Show each line of the data below that contains the string "feather", copying every such line in full.

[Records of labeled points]
◇ ◇ ◇ ◇ ◇

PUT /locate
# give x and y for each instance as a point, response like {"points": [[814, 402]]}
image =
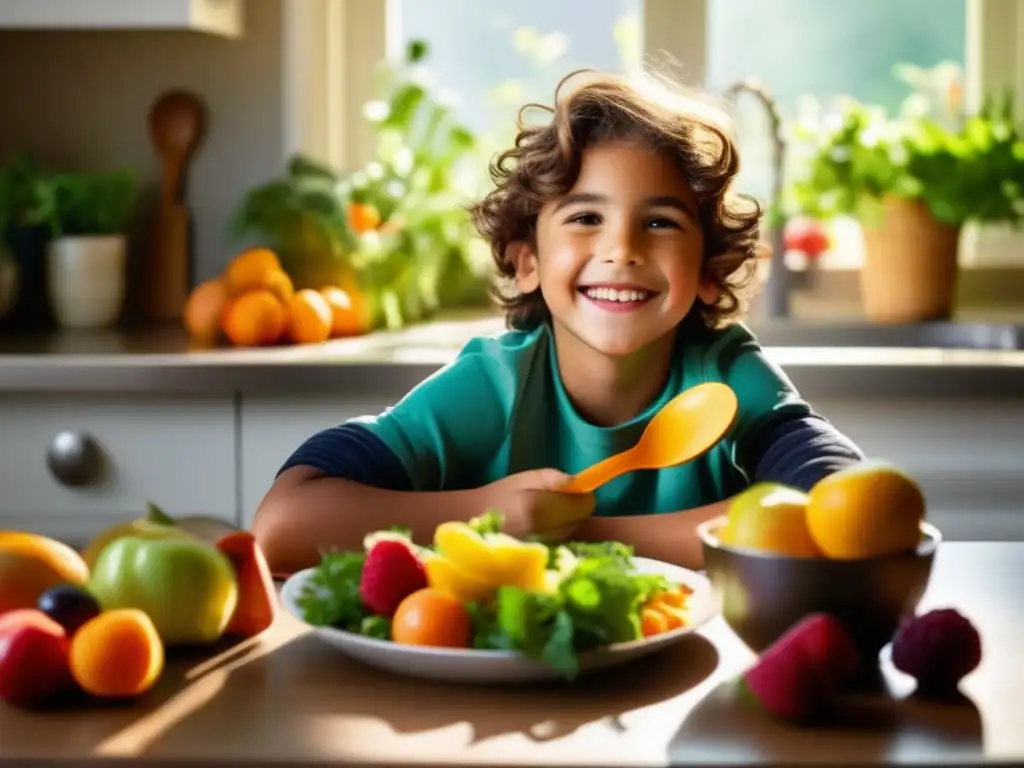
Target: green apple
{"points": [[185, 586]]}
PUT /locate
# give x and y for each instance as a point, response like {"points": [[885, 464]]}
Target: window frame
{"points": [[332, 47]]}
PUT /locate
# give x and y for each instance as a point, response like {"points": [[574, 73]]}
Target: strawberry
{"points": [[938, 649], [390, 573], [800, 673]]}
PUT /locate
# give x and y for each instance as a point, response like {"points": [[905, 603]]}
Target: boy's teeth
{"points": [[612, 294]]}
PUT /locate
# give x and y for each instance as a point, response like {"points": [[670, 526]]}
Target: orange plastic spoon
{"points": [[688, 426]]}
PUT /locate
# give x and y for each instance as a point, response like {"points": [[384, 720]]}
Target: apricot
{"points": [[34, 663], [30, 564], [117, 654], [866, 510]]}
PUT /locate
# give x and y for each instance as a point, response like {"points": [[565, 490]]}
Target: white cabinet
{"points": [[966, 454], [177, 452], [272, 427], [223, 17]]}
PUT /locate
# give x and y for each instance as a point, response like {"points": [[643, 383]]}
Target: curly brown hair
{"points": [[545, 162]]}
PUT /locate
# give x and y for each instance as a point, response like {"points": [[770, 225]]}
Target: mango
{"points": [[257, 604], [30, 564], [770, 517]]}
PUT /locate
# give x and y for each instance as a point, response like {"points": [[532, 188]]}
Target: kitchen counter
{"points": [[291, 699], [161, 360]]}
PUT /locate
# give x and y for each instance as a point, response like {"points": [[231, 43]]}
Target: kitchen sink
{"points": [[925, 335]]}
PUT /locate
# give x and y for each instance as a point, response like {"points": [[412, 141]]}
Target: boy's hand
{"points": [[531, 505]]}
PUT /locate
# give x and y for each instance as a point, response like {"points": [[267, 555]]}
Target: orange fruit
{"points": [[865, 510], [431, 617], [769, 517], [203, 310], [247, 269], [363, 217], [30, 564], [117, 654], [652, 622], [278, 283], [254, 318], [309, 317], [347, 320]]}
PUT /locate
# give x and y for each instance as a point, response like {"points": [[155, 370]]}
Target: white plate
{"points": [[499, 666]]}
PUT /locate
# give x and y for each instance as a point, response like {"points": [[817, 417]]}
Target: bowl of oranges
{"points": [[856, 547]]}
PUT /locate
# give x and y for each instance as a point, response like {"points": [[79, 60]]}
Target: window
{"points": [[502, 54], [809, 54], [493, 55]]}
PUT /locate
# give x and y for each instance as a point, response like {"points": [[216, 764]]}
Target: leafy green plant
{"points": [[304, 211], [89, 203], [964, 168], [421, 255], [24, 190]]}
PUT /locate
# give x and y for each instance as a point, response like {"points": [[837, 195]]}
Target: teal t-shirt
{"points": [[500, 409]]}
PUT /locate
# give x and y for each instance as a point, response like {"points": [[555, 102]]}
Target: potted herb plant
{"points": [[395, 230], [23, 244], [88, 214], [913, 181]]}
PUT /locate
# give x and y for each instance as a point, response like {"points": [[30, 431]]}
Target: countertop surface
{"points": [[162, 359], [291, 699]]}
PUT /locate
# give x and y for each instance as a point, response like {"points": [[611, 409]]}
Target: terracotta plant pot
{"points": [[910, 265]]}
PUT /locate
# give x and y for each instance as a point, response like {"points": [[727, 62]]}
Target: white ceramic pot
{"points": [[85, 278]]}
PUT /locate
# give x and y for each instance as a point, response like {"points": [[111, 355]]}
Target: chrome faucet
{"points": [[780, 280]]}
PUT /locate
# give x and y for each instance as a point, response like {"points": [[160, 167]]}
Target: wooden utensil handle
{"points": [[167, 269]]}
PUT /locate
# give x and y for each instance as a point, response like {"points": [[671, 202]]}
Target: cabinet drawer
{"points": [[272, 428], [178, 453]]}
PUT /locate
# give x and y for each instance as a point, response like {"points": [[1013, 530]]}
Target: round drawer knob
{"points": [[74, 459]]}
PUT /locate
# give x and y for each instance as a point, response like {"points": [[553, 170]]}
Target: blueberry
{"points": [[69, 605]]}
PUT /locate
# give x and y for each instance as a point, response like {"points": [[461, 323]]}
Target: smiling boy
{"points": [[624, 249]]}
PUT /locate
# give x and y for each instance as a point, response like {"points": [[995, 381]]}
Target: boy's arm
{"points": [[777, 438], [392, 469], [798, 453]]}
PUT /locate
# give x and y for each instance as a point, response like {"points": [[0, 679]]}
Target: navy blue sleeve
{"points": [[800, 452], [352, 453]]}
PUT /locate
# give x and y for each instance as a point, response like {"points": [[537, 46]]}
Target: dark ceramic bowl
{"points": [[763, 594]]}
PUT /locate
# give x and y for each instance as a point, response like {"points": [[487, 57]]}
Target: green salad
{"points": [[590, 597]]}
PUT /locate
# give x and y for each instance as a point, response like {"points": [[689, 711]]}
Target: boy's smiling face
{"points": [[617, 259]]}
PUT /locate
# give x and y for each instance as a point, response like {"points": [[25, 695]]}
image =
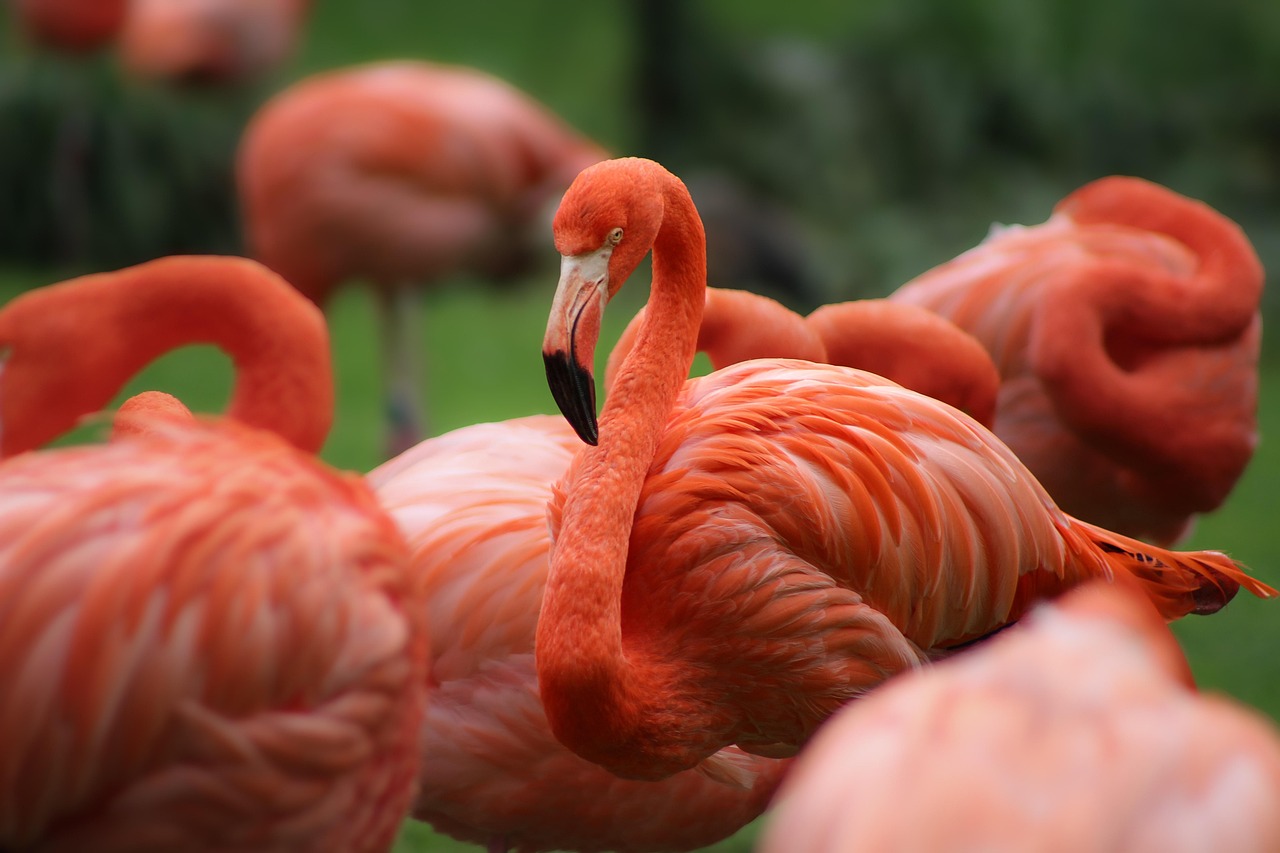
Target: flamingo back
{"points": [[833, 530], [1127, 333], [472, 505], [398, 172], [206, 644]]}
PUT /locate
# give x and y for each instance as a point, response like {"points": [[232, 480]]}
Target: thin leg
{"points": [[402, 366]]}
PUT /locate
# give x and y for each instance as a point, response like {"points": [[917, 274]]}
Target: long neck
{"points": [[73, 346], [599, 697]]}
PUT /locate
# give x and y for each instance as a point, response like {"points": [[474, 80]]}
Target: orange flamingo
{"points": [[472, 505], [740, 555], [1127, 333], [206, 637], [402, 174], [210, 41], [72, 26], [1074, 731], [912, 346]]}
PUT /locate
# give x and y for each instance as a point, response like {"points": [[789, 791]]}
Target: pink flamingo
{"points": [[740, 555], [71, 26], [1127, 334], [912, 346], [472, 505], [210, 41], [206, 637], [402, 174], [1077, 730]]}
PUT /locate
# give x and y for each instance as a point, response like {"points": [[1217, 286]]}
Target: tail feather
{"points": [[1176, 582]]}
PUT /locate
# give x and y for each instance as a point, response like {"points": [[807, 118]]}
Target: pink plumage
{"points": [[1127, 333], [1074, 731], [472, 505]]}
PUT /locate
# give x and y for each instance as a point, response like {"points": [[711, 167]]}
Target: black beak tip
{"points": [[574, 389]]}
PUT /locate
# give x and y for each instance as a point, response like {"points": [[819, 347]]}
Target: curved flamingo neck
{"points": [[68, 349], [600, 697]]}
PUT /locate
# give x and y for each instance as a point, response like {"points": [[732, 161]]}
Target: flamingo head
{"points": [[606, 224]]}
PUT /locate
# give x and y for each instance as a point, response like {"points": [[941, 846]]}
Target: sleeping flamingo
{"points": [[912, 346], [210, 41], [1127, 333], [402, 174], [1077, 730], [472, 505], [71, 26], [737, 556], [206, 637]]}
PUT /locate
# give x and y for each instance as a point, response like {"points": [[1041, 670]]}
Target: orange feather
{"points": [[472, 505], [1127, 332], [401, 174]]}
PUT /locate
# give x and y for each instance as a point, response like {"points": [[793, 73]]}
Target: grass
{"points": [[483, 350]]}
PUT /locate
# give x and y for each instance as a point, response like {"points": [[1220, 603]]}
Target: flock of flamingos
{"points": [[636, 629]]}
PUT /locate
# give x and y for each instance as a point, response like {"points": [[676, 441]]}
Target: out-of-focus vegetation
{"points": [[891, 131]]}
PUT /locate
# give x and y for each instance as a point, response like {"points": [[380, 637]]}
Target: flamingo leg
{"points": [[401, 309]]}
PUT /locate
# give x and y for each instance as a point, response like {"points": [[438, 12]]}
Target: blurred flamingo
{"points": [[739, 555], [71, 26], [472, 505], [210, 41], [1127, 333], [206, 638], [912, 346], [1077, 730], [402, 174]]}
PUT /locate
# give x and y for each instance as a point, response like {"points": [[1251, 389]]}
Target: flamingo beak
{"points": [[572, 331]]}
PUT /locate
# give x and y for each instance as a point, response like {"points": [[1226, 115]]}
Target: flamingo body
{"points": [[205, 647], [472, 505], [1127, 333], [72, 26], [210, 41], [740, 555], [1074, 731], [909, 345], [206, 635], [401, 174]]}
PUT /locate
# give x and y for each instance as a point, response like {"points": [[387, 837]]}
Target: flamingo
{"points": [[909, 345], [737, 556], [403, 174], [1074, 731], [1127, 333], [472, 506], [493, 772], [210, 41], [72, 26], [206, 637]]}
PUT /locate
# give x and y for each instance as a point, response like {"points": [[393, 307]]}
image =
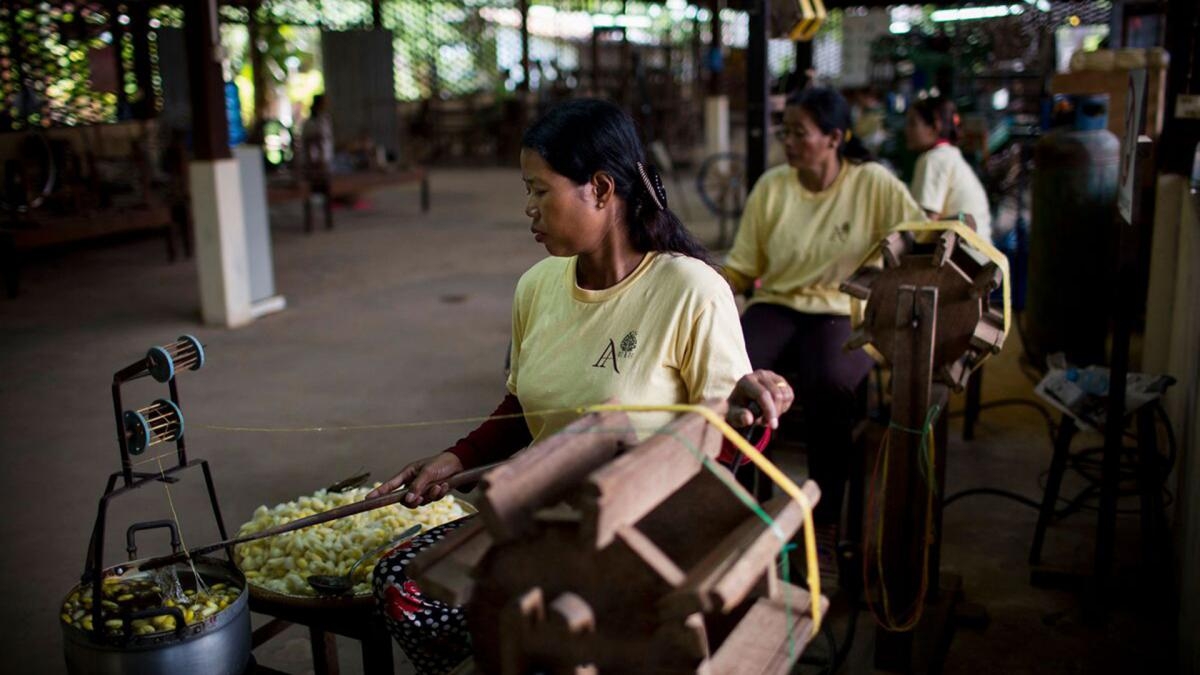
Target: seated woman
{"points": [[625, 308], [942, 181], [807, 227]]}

◇ ◇ ◇ ◇ ◇

*Solution*:
Target: tail feather
Target: orange feather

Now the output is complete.